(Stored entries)
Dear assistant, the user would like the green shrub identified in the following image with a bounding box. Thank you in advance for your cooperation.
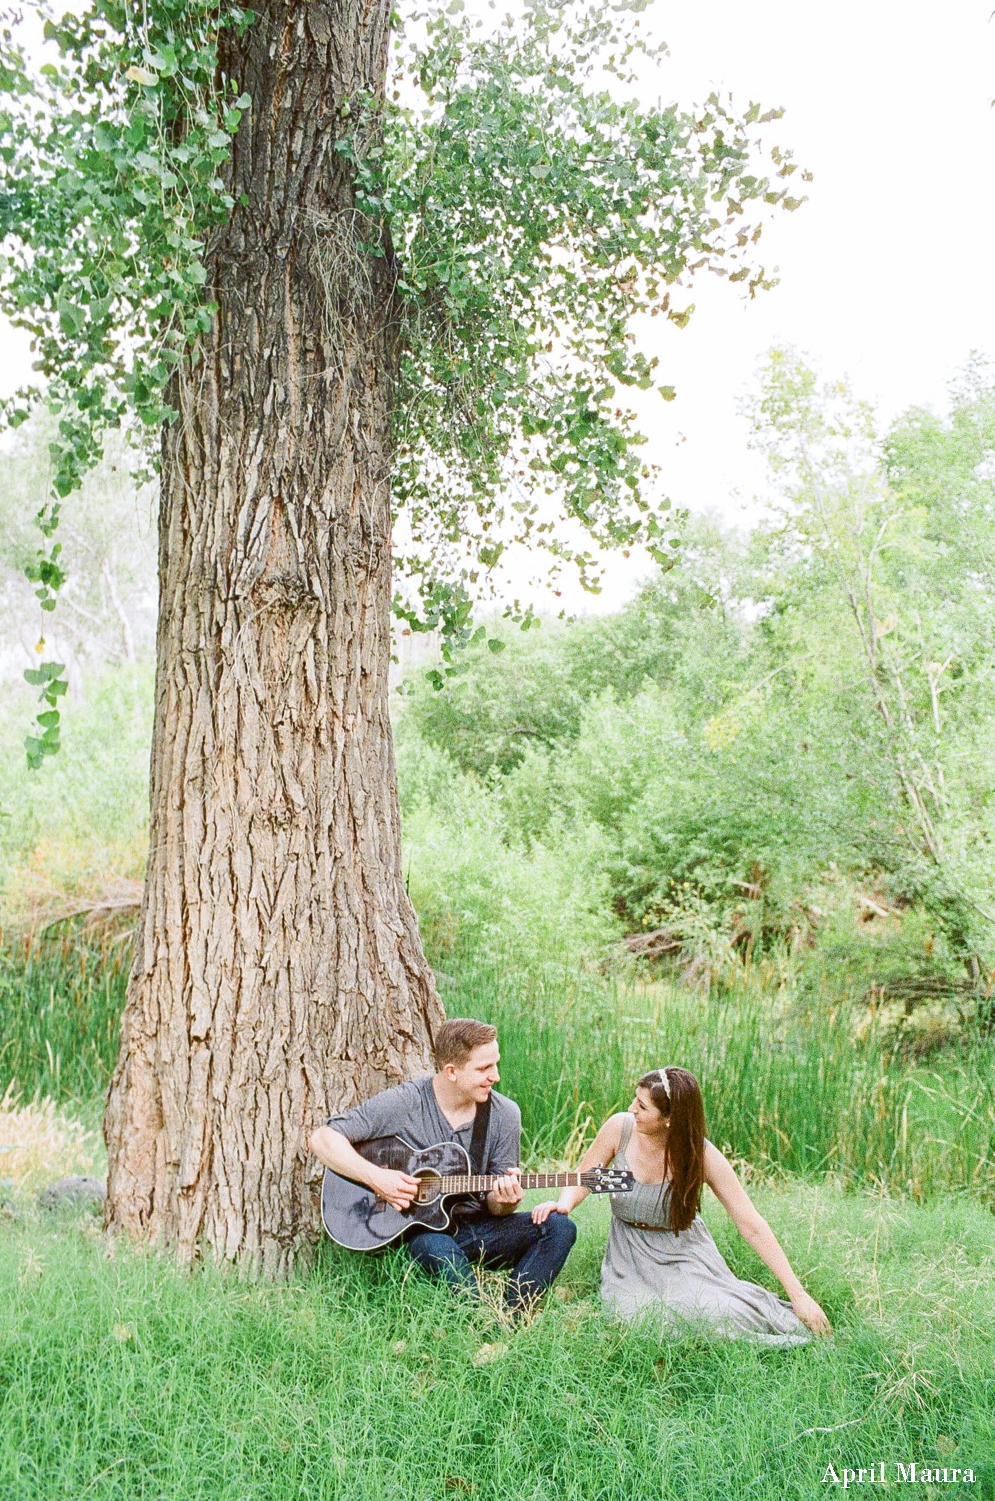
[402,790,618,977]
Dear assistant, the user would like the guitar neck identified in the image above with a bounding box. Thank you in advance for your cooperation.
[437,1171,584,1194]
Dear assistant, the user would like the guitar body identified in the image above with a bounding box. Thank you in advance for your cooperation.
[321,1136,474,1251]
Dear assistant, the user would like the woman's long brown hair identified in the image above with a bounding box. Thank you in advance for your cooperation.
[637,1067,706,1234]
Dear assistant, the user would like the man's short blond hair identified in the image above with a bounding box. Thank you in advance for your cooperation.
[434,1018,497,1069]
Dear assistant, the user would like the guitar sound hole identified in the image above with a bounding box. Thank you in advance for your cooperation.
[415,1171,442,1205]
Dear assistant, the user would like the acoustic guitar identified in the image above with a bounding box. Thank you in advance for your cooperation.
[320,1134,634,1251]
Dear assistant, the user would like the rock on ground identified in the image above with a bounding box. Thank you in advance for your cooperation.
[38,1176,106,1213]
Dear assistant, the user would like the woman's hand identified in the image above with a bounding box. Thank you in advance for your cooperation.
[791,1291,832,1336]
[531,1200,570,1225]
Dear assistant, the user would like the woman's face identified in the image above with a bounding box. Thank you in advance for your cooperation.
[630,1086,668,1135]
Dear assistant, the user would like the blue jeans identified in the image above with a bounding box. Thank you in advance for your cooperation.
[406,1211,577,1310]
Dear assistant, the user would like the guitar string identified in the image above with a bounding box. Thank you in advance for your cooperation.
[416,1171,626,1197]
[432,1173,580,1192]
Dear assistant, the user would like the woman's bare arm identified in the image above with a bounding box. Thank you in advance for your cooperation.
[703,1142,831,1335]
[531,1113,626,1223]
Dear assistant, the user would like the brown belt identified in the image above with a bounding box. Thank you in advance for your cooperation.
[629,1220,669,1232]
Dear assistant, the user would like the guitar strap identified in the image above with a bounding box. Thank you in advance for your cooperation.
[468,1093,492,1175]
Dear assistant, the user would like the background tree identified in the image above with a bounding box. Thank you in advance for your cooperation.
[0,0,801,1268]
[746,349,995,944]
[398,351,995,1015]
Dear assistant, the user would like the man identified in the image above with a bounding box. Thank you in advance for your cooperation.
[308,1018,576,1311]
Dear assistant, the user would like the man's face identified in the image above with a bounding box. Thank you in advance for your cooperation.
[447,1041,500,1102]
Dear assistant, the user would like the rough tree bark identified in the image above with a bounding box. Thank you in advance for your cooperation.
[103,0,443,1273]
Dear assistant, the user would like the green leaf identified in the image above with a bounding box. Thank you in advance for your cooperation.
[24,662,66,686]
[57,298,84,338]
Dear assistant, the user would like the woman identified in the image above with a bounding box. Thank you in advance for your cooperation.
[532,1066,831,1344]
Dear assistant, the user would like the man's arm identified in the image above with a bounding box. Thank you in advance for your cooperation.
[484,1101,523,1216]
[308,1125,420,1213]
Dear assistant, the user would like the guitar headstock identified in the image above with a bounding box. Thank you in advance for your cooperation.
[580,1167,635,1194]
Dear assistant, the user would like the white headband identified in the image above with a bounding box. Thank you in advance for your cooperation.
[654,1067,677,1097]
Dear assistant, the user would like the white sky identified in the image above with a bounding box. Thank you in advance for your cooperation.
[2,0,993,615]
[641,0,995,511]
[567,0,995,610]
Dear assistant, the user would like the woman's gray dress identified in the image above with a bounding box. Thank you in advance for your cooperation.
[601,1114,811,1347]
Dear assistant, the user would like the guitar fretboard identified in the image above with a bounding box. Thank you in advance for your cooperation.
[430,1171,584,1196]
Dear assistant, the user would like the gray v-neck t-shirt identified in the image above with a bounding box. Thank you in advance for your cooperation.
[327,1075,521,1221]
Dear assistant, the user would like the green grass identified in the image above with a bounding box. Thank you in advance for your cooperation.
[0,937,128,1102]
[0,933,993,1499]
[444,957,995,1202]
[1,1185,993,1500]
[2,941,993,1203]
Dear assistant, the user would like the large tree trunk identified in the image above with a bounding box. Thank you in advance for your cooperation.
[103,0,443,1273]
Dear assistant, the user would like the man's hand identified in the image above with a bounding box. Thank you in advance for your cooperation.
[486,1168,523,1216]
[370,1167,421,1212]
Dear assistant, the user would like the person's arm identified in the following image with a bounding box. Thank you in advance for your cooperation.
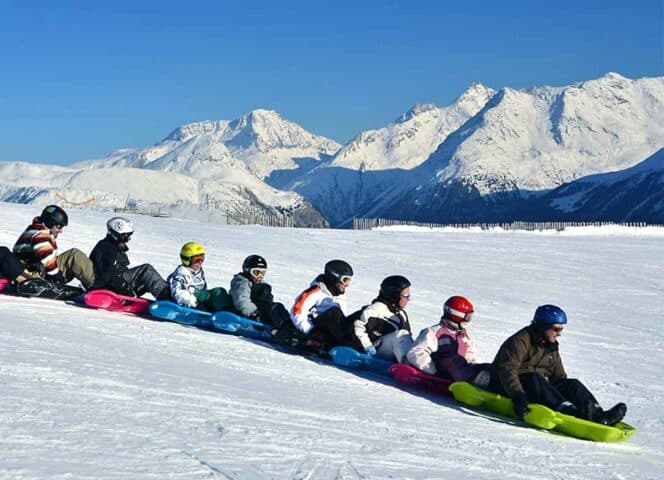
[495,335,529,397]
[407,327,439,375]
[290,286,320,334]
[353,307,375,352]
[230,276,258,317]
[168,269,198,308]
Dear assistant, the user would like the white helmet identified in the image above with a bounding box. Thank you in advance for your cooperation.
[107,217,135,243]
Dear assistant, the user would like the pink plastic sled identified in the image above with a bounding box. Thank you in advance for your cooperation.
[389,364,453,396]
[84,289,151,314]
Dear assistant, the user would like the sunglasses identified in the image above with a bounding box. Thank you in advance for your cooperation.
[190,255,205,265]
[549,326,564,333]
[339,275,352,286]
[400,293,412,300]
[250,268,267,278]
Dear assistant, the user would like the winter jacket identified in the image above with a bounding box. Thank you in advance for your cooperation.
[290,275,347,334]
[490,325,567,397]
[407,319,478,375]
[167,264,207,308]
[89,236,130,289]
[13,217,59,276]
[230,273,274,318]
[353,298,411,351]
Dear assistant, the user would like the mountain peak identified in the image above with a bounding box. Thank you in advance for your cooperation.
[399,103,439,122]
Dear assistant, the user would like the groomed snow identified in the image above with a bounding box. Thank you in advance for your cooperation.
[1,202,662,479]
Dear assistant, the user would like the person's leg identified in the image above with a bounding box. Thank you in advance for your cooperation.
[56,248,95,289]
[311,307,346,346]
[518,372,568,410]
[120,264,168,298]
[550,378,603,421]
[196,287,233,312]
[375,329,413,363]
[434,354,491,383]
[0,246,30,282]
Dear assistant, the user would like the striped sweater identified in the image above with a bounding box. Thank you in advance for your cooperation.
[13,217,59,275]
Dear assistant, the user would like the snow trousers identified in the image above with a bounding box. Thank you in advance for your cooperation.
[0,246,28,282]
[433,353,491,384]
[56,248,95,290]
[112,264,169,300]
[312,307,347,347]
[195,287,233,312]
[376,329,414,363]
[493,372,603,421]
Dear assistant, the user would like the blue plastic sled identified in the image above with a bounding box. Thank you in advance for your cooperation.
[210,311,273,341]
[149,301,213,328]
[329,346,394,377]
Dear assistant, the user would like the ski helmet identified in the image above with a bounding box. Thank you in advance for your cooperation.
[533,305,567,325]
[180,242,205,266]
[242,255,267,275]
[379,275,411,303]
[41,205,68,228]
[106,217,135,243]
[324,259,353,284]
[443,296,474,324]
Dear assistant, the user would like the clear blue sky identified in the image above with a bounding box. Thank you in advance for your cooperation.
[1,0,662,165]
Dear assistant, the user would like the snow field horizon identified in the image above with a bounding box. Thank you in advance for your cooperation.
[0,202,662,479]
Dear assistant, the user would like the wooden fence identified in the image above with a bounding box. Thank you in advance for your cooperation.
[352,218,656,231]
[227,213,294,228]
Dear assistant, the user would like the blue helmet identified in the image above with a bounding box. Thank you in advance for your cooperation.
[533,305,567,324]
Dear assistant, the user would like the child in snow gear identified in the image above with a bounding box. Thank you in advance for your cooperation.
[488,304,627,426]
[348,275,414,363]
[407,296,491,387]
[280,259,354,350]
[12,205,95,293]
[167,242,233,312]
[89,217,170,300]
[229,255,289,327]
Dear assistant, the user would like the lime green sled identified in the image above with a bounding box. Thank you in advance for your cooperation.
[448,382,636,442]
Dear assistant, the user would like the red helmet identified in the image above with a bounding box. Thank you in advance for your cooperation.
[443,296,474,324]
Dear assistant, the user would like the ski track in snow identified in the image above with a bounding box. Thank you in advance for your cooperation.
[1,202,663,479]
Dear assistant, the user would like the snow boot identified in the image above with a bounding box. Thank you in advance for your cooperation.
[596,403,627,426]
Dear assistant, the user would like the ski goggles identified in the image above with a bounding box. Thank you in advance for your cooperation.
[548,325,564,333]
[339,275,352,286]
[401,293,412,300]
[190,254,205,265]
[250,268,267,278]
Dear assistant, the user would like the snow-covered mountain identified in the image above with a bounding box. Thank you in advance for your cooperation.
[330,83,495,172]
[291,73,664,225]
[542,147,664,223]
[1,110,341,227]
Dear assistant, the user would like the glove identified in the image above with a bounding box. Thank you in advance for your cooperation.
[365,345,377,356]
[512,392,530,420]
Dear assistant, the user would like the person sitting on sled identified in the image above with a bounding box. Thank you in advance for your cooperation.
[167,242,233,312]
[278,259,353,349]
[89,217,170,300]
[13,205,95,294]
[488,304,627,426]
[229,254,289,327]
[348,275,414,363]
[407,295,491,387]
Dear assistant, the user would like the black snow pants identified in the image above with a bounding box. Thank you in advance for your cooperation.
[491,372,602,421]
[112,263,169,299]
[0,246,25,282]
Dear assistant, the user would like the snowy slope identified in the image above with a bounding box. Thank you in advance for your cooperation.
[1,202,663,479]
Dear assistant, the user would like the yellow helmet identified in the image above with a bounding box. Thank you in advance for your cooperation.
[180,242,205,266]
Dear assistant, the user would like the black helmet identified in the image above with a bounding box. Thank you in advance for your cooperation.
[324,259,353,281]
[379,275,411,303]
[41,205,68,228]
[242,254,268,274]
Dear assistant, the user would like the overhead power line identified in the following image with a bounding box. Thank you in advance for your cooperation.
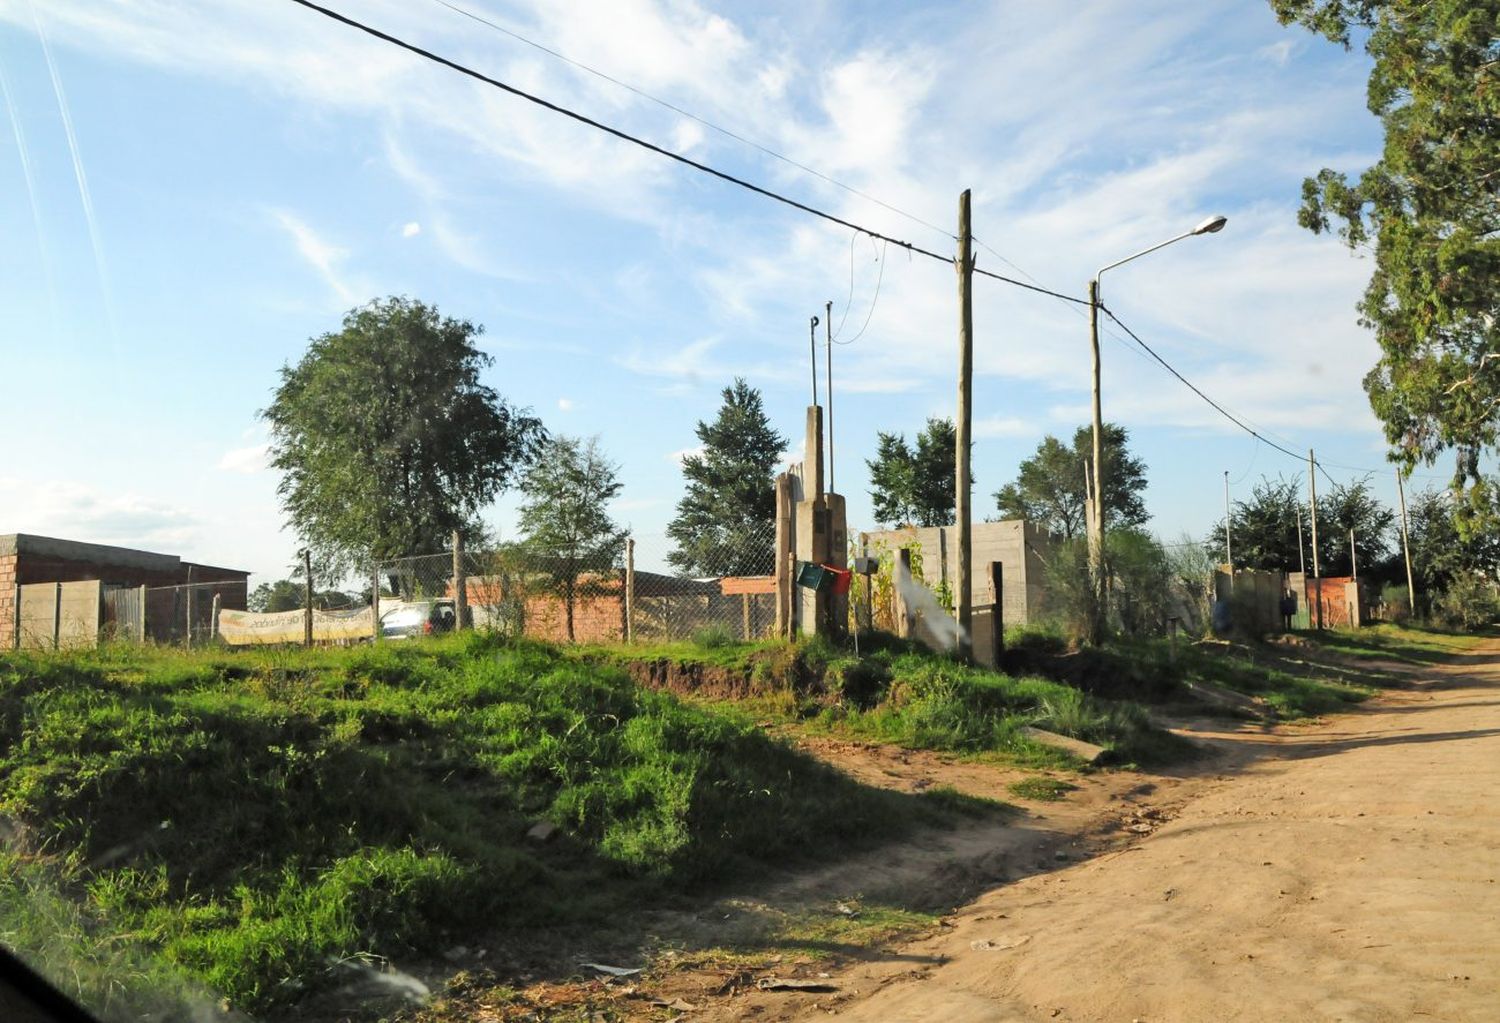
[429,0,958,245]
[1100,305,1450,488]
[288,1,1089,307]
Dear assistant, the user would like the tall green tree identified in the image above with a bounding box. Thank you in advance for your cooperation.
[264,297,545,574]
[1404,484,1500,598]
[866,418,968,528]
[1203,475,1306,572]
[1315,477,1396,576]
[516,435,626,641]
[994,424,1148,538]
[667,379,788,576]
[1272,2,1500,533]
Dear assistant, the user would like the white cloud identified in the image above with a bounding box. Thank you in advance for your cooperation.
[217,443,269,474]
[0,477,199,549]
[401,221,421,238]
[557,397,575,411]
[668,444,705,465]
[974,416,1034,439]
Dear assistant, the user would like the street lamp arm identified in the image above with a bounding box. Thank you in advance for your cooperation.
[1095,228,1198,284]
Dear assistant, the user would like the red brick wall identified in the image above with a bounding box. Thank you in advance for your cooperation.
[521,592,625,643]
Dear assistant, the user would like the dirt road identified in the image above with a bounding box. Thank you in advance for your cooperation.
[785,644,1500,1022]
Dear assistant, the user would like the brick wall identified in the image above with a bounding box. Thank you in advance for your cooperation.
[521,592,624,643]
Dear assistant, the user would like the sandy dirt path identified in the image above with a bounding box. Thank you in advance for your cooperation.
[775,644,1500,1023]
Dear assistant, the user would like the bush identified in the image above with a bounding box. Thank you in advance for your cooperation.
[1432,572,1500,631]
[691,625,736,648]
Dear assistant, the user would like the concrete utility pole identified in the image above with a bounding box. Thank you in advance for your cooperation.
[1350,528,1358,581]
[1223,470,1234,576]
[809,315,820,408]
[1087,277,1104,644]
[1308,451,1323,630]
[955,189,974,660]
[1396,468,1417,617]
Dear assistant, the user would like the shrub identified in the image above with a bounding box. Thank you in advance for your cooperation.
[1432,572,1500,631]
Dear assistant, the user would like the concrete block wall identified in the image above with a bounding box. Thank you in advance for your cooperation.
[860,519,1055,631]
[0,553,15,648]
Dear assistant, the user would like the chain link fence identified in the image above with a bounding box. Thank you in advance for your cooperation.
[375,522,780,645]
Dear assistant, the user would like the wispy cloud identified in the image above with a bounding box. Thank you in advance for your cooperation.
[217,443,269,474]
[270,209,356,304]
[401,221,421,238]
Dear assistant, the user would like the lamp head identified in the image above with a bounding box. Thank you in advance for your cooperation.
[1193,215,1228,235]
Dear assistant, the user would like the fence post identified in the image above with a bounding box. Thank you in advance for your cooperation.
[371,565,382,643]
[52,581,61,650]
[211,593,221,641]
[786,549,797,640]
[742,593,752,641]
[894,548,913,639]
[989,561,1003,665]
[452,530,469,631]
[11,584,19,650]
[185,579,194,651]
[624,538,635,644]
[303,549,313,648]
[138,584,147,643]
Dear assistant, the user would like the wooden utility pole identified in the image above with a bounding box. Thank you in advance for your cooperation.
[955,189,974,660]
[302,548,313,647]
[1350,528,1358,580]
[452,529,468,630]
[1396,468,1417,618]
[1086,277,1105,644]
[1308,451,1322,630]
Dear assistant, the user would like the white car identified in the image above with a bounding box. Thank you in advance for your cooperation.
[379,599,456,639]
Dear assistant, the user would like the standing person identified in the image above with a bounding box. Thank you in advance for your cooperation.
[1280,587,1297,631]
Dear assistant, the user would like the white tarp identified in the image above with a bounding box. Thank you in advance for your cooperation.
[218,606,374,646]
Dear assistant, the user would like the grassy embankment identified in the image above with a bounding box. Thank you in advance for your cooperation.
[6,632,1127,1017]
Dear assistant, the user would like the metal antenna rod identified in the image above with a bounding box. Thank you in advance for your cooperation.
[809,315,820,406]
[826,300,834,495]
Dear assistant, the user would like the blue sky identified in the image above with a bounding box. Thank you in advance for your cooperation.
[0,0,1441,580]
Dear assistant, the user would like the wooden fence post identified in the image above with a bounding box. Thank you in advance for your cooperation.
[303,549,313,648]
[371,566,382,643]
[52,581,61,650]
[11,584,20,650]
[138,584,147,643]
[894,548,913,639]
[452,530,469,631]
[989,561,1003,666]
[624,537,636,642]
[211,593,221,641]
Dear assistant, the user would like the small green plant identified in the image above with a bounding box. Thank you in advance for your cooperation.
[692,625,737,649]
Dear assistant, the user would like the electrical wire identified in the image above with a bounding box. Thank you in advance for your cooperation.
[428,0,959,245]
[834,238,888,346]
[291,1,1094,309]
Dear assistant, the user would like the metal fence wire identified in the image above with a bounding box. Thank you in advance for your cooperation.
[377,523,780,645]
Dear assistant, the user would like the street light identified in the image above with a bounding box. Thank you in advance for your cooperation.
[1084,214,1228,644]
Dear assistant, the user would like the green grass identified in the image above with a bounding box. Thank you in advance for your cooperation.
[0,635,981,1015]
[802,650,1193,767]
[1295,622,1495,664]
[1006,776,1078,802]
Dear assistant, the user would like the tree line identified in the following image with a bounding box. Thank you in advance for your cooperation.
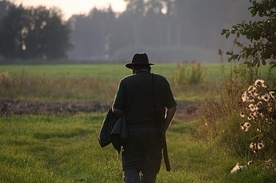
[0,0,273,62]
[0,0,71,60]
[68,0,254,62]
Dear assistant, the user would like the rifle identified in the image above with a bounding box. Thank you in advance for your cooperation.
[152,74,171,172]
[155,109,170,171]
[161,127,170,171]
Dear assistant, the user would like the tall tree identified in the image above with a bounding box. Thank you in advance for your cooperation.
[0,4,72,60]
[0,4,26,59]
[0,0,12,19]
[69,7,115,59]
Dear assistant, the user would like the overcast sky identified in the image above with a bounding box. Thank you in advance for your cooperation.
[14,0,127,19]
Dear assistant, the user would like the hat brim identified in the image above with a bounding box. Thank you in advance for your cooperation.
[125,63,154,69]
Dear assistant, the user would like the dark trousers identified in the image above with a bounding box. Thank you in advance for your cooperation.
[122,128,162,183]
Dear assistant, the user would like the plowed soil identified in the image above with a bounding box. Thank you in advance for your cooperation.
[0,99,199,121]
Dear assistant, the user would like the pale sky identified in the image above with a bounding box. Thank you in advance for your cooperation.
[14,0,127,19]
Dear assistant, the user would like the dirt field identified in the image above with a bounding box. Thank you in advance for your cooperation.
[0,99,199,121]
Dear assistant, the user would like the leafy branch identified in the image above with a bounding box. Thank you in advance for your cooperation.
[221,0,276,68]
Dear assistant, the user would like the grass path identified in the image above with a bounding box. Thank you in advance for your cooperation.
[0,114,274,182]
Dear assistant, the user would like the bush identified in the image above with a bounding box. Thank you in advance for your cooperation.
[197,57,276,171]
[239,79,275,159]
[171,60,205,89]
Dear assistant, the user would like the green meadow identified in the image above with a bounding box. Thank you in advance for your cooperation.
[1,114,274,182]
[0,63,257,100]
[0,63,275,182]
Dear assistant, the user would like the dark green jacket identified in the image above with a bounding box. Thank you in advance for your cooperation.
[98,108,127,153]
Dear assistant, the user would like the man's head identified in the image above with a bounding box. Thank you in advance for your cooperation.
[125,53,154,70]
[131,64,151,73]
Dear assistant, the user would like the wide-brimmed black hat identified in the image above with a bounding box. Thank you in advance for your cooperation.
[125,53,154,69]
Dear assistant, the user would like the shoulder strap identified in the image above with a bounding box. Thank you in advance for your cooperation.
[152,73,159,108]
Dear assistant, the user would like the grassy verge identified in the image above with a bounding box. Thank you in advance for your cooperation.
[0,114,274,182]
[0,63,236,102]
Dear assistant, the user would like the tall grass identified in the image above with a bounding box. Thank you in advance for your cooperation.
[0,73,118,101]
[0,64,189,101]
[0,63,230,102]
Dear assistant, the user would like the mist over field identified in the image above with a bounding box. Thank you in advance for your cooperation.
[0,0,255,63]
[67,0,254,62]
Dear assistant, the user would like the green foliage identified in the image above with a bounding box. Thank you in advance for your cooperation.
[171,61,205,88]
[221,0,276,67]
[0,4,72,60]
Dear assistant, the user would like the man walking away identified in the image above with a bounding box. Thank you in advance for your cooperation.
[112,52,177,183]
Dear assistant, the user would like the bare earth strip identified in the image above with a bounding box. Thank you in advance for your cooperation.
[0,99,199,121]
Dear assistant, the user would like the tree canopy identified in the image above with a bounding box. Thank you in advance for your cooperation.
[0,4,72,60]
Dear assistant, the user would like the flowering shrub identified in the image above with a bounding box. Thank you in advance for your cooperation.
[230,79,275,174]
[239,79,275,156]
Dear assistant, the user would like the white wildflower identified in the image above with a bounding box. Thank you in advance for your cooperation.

→ Your objective
Reproduce exactly the lines from the one containing "Dear assistant, the user would like the green foliage" through the last line of the records above, including both, and nothing else.

→ Result below
Dear assistant, the user would like the green foliage identified in the image above with a bounding box. Thank you in advance for your cooperation.
[171,61,205,88]
[221,0,276,67]
[0,4,72,60]
Dear assistant, the user would like the man walking away identified in the image above with a bounding box. Thank you in advance for your cooperation.
[112,52,177,183]
Dear assistant, the user would like the bare earth strip identified in the image above with a bounding box. Thank you in advance for your cooperation.
[0,99,199,121]
Dear assistant, the user would like the tree canopy identified in the image above with a bounding box. Thank you in advance for your cooperation.
[0,4,72,60]
Dear assistant, the user would like the flowering shrub identified in the image above with a bounding box. Thank you in advance for your cooperation.
[230,79,275,174]
[239,79,275,156]
Dear assistant, the user would like the white wildflower identified in the image above with a bounding box. Thank you in advance for your cooperation.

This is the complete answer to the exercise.